*Requirement 1:*
In the long-distance relationship advice, how often does it suggest holding a regular movie night?
*Requirement 2:*
Write a continuation of the long-distance relationship advice, starting right after its final sentence.

*Document extract:*
=== Begin Enclosure ===

Also try to keep up with events that are important to them as much as you can, like exams, work events, job interviews, business meetings, and trips. Showing support for even the most trivial of things can mean a world of difference for someone who’s stressed out and misses you beyond belief. 

Don’t Forget to Keep Being Honest With Each Other 

I can’t stress this enough. Honesty is among the tenets of good communication. When it comes to long-distance relationships, being honest and being open with one another can be crucial to maintaining a happy and healthy connection through time. 

This means being open about your fears, your concerns, your resentments, your insecurities and episodes of jealousy, even about the times you’ve felt apathetic and disconnected from your partner. 

Hiding these negative feelings will only amount to further frustration. One of the great things about marriage is that you don’t need to go through things alone, at least not in healthy marriages. 

Open up to your partner and allow them to hold your hand, even virtually, to be there for you when you need it most. Allow them to look at yours and their problems together, all the while trying to solve them together as well. 

In any event, disclosing your insecurities and potential concerns early on in the long-distance relationship will only serve to strengthen it and will make your partner aware of things they might’ve unintentionally missed. 

Try to Do More Things Together Even Though You’re Physically Apart 

Even though you’re miles away you can still have fun together. Nowadays there are plenty of things both of you can do together online. 

For example, you can watch a movie together, and even organize a regular movie night once (or a couple of times) a week. 

You can play video games together, attend online yoga classes, have a book club and even try reading at the same time, you can exercise together in your homes or outside (internet!). You can take walks together while talking on the phone and visit your favorite places in your respective cities/towns.

=== End Enclosure ===

*Extracted material:*

=== Begin Enclosure ===

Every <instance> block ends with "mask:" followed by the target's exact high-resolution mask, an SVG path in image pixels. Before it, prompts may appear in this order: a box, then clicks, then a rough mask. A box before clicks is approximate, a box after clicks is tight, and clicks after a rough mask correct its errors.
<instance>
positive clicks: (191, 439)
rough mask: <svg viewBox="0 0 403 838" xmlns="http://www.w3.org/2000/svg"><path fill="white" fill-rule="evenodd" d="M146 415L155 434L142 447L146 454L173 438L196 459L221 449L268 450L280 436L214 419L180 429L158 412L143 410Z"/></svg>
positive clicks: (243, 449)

=== End Enclosure ===

*Task output 1:*
Once or a couple of times a week.

*Task output 2:*
There are plenty of ideas to go about. If you want to find out more, visit my special article on long-distance date ideas. 

Don’t Be a Technophobe 

If you want your long-distance marriage to work, you will have to use some means of technology in order to have regular and successful communication with your partner. 

And guess what? You’re lucky you’re living in the 21st century because now it’s easier than ever to be in an LDR. There are so many ways to stay connected, I’ve lost count. 

FaceTime, Skype, Zoom, WhatsApp, Viber, Messenger, Instagram, you name it. Use whatever you and your partner find desirable, as long as it keeps you connected and closer to one another. 

If you want my advice, I’d choose something that also allows you to be creative and have fun, and something that allows you to send videos and pictures, besides texting and calling. 

What’s more, you can try to surprise your partner by sending them a video or a picture of what you’re doing at the moment, when they least expect it. If you’re a known technophobe, it’ll be a sign that you’re willing to change, even a little bit, for the sake of your relationship. 

Answer in detail 

Also, I’d advise you to answer in more detail. Like, for example, when you get the “what did you do tonight” question, try not to answer only with “I went to dinner and had a really nice pasta.” 

Instead, try to recount the most beautiful moments of the night in detail. Tell them how the pasta tasted, how the wine tasted, what kind of conversation you had, how was the night sky, and how the air smelled while you were walking down the street. Trust me, it makes a big difference and it helps your partner feel like they were there, beside you, the whole night. 

Final Thoughts on Long-Distance Marriage

As you can see from this article or as you might have experienced yourself, long-distance marriages can be challenging. 

That’s why we went over some potential long-distance marriage problems, but also introduced ways to cope with them in order to survive your long-distance marriage. 

All in all, I know it’s not easy, but it’s definitely worth working on your LDR if you love each other and want to stay together, to make it work and keep each other in each other’s lives. It’s all about commitment and will. 

Couple that with sound communication skills and you’ve hit the jackpot, even though at times it will still be hard as hell!